#### Data entries:
_____

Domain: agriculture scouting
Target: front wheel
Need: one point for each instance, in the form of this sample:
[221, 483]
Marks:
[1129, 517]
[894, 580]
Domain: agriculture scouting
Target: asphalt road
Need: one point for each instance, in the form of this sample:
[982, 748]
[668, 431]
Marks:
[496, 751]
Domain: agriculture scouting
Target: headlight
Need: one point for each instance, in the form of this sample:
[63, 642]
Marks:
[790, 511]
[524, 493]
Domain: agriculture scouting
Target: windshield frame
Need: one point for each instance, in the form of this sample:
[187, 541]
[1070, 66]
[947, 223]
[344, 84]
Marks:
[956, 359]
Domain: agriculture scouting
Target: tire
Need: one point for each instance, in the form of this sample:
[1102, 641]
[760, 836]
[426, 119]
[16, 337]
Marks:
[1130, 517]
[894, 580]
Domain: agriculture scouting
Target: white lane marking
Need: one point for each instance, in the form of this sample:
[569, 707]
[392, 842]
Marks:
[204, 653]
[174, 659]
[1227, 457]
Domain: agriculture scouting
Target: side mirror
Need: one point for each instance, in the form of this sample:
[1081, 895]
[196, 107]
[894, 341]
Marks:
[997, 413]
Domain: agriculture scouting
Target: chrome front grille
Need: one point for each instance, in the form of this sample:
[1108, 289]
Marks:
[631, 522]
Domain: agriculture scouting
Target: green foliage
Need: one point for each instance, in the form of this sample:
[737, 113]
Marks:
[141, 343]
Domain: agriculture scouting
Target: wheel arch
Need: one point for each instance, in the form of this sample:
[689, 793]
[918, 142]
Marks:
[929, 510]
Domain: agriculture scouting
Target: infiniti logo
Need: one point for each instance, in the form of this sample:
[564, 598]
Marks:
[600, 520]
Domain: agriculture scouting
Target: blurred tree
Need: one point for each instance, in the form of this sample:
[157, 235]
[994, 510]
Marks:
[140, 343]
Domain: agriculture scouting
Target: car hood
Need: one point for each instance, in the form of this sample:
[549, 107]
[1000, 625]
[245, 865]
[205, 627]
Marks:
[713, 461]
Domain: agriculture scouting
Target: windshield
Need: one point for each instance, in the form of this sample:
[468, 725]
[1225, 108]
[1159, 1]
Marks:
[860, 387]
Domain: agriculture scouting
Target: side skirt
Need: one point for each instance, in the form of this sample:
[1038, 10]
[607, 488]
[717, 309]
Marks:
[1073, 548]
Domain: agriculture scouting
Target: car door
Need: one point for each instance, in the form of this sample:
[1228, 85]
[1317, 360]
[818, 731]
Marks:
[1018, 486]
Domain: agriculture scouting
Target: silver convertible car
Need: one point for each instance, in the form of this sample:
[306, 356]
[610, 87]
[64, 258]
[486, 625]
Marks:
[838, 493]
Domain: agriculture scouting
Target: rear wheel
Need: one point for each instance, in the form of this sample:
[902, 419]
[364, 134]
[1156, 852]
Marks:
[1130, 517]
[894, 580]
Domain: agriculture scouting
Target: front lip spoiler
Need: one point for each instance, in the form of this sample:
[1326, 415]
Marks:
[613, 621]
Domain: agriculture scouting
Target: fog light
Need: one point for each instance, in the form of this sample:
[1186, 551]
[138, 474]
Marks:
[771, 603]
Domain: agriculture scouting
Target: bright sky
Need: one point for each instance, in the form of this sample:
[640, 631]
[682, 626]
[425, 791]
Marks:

_____

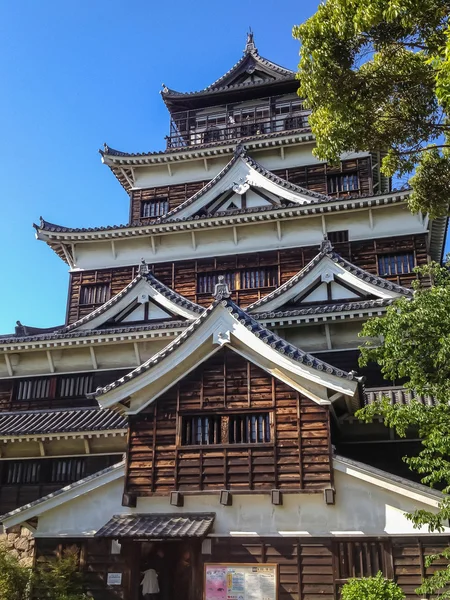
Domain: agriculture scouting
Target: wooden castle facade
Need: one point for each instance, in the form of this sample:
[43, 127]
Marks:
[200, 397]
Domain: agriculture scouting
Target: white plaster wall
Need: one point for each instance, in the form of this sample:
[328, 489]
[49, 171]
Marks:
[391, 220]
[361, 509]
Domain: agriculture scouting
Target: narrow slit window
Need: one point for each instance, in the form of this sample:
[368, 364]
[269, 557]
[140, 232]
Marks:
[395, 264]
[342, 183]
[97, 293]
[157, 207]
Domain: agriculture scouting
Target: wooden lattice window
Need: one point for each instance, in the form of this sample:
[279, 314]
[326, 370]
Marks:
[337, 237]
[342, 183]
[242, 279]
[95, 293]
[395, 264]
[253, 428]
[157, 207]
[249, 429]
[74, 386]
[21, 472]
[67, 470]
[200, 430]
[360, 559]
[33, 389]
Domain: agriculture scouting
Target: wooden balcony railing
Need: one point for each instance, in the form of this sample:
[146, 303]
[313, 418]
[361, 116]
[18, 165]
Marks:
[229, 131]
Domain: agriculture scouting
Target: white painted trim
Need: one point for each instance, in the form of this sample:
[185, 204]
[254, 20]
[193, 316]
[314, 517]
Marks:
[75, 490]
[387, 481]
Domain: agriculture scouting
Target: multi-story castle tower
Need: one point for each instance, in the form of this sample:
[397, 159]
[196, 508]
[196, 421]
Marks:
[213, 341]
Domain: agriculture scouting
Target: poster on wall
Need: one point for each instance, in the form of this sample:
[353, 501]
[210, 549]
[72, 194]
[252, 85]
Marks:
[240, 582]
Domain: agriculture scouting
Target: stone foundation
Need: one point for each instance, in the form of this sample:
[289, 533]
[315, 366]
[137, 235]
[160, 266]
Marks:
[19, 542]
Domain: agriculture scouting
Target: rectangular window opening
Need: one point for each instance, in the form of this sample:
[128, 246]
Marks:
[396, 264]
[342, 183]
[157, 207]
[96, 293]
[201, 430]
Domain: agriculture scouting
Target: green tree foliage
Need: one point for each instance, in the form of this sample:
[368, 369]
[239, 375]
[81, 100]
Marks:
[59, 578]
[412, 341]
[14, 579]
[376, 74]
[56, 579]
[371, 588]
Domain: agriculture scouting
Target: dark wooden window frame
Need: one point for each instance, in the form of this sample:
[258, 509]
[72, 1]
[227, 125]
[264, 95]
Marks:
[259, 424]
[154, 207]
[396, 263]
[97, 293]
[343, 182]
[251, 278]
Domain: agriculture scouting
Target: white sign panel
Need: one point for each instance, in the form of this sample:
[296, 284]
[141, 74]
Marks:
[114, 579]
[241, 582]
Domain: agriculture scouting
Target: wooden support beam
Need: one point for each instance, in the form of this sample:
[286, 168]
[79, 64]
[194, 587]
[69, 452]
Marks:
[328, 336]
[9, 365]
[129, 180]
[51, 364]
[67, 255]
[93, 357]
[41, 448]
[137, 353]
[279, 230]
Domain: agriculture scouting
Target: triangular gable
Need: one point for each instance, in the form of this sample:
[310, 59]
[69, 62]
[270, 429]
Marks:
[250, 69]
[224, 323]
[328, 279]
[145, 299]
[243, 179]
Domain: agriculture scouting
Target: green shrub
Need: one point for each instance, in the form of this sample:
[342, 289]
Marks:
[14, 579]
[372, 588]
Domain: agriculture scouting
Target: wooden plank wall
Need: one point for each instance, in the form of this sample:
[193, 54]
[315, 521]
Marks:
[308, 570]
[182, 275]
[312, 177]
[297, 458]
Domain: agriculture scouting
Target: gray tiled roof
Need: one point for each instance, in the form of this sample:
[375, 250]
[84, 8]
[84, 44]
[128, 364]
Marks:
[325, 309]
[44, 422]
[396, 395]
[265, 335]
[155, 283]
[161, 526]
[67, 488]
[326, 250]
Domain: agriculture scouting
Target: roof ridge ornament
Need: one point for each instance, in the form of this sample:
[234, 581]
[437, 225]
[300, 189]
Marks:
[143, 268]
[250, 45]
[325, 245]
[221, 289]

_____

#### Work to be completed:
List every line in the data entries above that contains the word "frame".

#### Correct output:
Target: windshield frame
Target: dark wooden window frame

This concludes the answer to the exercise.